### [What the task asks]
Please retype the data below exactly, stopping after the line with "# annotate each instance of the baby's" and skipping every picture.

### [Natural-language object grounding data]

◇ ◇ ◇

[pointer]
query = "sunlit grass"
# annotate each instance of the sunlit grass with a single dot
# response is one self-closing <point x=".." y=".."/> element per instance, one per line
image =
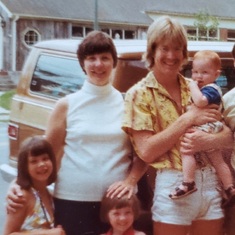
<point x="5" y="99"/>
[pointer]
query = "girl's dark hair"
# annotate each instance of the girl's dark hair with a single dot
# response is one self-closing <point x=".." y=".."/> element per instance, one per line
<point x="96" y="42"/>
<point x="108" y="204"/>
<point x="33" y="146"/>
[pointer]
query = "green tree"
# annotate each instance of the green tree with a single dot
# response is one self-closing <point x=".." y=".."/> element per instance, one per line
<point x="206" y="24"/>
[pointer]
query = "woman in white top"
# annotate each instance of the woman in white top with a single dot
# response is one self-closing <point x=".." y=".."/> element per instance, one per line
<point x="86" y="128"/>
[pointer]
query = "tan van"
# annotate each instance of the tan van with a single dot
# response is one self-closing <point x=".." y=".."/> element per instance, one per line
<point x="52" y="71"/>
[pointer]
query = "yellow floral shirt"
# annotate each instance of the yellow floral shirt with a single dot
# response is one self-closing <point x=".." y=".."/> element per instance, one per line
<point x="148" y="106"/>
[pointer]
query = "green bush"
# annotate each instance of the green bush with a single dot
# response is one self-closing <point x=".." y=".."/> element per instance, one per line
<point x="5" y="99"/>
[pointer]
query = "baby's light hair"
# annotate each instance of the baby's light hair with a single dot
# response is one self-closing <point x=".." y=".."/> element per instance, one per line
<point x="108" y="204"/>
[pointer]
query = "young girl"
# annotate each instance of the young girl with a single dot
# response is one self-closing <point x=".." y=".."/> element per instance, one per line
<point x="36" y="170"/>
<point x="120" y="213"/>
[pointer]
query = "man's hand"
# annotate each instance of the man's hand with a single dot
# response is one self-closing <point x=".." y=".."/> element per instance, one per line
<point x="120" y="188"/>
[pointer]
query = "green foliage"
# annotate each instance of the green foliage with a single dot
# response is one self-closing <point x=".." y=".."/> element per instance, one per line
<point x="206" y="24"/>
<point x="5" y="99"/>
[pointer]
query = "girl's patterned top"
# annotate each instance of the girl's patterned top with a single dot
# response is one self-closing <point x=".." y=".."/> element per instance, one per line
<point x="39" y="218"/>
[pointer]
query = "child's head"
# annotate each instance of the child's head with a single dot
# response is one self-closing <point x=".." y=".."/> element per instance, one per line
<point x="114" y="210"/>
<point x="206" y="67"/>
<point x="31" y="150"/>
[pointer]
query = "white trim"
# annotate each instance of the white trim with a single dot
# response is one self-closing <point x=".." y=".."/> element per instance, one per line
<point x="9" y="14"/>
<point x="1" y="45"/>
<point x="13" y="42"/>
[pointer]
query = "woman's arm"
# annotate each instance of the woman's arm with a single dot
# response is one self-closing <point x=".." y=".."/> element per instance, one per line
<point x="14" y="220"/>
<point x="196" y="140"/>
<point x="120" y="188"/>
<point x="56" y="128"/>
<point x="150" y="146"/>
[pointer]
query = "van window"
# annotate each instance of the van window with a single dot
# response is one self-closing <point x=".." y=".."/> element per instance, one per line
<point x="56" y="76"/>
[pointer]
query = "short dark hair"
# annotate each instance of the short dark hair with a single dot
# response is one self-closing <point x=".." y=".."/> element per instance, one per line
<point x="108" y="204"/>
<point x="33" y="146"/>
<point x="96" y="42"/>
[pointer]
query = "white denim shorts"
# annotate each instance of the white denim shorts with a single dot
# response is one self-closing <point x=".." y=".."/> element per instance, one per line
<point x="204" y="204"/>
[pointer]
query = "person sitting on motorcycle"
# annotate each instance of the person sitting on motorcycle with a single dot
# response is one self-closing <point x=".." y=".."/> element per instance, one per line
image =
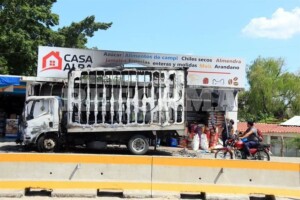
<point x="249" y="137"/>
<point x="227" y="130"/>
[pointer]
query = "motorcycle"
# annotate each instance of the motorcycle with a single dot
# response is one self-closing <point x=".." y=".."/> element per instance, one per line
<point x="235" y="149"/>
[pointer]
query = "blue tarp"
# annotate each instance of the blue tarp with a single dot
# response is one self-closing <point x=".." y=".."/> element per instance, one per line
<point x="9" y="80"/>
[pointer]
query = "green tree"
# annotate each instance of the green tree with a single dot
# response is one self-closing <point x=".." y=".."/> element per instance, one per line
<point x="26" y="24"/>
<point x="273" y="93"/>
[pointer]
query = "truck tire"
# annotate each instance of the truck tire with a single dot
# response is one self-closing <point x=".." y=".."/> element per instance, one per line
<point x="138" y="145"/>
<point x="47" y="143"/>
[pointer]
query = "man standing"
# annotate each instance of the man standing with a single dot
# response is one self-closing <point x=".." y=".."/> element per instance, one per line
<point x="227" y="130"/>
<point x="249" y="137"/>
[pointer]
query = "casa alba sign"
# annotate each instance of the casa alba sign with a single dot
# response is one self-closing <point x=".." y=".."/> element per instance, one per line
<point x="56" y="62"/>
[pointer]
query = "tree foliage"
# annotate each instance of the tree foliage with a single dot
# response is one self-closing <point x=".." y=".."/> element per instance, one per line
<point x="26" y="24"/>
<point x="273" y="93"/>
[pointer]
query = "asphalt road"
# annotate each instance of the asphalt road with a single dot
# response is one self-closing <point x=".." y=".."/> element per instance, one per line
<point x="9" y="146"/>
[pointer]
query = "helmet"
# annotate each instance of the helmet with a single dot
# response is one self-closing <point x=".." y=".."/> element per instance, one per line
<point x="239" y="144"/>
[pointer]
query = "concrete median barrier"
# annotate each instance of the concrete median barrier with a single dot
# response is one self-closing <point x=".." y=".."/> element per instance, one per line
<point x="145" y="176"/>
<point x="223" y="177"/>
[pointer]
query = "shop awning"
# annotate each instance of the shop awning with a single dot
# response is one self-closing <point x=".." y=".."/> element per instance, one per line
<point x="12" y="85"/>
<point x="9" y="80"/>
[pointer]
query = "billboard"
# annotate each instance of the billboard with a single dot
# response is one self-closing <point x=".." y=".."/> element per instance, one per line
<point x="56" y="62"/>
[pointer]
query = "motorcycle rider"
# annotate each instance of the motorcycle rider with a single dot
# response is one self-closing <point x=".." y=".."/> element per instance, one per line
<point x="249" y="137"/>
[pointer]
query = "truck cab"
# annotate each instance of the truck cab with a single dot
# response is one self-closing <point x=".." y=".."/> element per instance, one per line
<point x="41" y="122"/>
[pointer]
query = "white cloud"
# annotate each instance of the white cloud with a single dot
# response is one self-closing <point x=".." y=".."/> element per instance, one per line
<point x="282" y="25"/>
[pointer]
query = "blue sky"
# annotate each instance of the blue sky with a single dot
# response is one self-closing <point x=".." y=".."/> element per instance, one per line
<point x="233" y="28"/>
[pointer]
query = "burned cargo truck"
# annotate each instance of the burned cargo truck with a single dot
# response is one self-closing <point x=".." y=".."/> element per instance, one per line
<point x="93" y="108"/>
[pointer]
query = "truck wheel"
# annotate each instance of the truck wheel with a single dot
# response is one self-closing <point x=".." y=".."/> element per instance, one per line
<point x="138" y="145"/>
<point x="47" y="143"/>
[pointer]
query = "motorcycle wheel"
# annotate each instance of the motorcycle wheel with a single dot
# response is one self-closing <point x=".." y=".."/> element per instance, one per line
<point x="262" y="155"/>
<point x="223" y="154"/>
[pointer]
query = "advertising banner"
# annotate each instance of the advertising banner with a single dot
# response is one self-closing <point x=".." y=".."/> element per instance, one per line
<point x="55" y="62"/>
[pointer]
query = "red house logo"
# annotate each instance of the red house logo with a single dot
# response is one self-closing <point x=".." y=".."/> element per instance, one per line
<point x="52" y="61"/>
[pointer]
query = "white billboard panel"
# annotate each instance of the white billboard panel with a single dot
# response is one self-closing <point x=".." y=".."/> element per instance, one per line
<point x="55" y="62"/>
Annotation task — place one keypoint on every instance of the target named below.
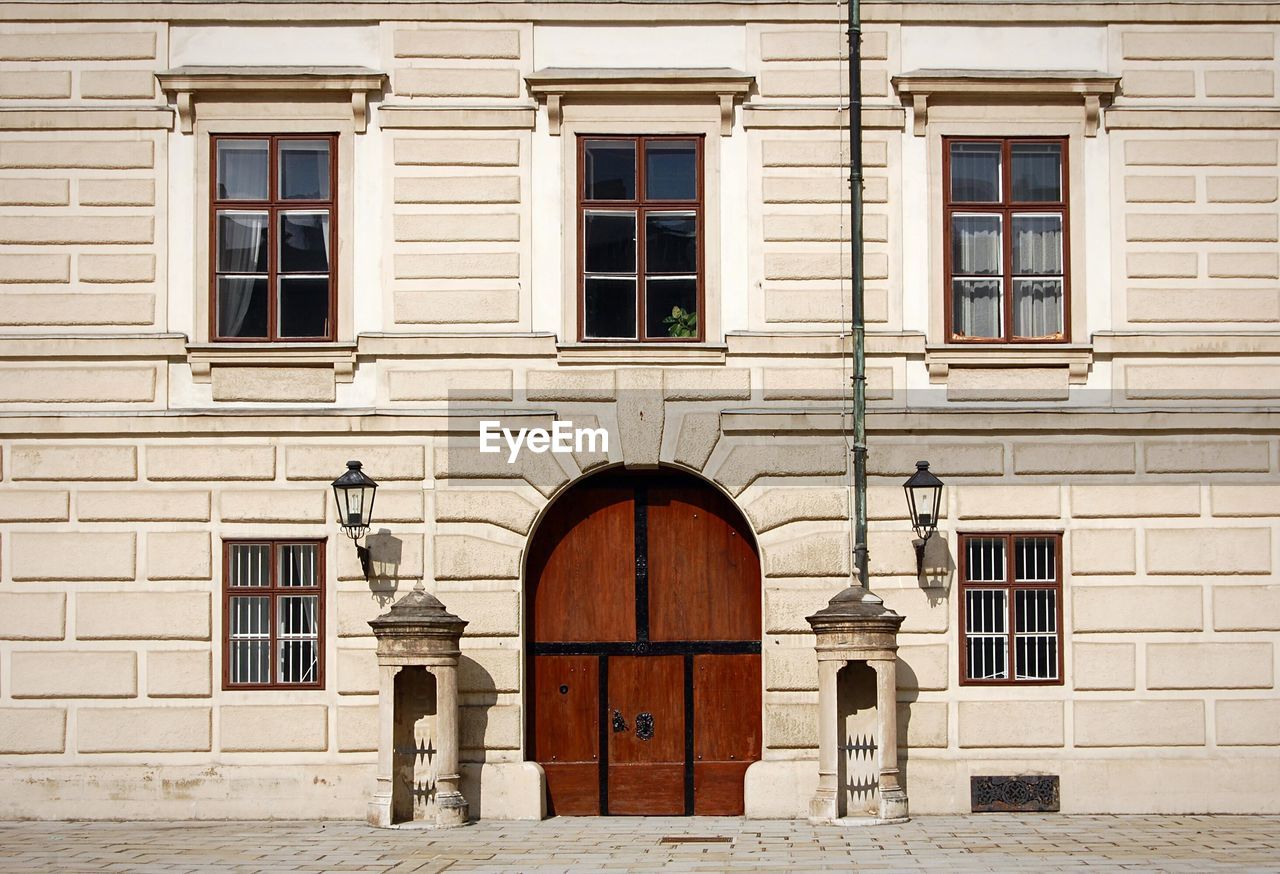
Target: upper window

◇ ◇ ◇

### [Task response]
[pointer]
query = "sunlit grass"
# annotate each instance of the sunlit grass with a single dot
# response is one self-closing <point x=".." y=".."/> element per instance, one per line
image =
<point x="5" y="99"/>
[pointer]
query = "girl's dark hair"
# annotate each instance of the girl's dark hair with a single dot
# response is one self-closing <point x=".." y=".."/> element per instance, one per line
<point x="96" y="42"/>
<point x="108" y="204"/>
<point x="33" y="146"/>
[pointer]
query = "green tree"
# annotate each instance of the green tree with a single dot
# response is one self-closing <point x=".." y=".."/> element per instance, one per line
<point x="206" y="24"/>
[pointer]
query = "woman in white top"
# annotate each instance of the woman in white top with a single dot
# response is one self-closing <point x=".." y=".."/> element per instance, one per line
<point x="86" y="128"/>
[pointer]
query = "tan van"
# annotate each instance of the tan van with a single dot
# response is one self-closing <point x=".." y=".."/> element per instance, one per line
<point x="52" y="71"/>
[pointer]
query = "yellow floral shirt"
# annotate each instance of the yellow floral shirt with a single dot
# response is one self-closing <point x=".." y=".."/> element per instance, one per line
<point x="148" y="106"/>
[pointer]
query = "green bush"
# annotate each instance of the green bush with a single dot
# response is one self-closing <point x=".." y=".."/> element per instance, one per line
<point x="5" y="99"/>
[pointer]
query = "baby's light hair"
# annotate each instance of the baby's light hair with a single dot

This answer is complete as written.